Drew Harwell has a piece in the Washington Post that looks at the unusual behavior of Donald Trump Jr. Here’s the key takeaway:

Presidential children traditionally serve to soften and humanize their fathers, reminding voters that the nation’s leader can be a family man, too. But Trump Jr. has sharpened his father’s ­already-pointed edges, often amplifying the president’s grudges.

On Twitter, he regularly jabs at the president’s antagonists, from liberal media personalities to Republican politicians to kneeling football players…

…He often retweets or references far-right voices, as well as websites aimed at conservatives, such as Gateway Pundit, the Federalist and Breitbart News. Earlier this month, he retweeted a comment that the Clintons were “an unscrupulous gang of thugs” and alluded to a fringe-right conspiracy theory alleging that the couple covered up a murder.

--------------------

[Work required] Retype the passage on Donald Trump Jr. word for word, starting at "Presidential children traditionally" and ending at "up a murder.". Nothing in the records is needed.

[Data rows]

--------------------

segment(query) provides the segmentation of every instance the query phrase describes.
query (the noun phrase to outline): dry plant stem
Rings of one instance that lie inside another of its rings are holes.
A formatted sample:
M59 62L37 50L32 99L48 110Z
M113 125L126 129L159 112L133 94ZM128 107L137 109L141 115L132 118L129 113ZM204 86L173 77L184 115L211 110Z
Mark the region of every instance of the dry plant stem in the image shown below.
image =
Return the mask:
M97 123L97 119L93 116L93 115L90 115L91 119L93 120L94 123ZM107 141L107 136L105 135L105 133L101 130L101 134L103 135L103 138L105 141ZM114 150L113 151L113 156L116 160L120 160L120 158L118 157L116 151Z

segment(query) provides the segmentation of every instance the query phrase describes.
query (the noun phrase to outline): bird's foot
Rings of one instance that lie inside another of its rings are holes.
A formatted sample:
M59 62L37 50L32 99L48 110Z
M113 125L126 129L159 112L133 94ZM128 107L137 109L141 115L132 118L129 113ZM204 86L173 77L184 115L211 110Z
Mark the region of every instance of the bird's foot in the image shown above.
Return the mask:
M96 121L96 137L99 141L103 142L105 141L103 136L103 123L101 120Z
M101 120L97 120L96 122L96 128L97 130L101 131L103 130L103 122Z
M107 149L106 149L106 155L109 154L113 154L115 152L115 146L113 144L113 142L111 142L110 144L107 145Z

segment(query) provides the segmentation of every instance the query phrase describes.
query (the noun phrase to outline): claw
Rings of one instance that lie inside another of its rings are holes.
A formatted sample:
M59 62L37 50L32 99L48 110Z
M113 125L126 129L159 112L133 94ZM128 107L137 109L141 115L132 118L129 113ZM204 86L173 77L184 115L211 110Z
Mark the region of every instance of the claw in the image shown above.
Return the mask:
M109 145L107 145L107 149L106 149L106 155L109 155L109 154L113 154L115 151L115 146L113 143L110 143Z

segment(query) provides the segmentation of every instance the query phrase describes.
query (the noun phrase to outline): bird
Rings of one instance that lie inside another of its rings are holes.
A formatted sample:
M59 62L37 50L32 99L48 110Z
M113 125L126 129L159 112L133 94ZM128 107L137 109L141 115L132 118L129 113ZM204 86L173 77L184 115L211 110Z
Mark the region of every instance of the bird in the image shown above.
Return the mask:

--------------------

[Solution below]
Presidential children traditionally serve to soften and humanize their fathers, reminding voters that the nation’s leader can be a family man, too. But Trump Jr. has sharpened his father’s ­already-pointed edges, often amplifying the president’s grudges.

On Twitter, he regularly jabs at the president’s antagonists, from liberal media personalities to Republican politicians to kneeling football players…

…He often retweets or references far-right voices, as well as websites aimed at conservatives, such as Gateway Pundit, the Federalist and Breitbart News. Earlier this month, he retweeted a comment that the Clintons were “an unscrupulous gang of thugs” and alluded to a fringe-right conspiracy theory alleging that the couple covered up a murder.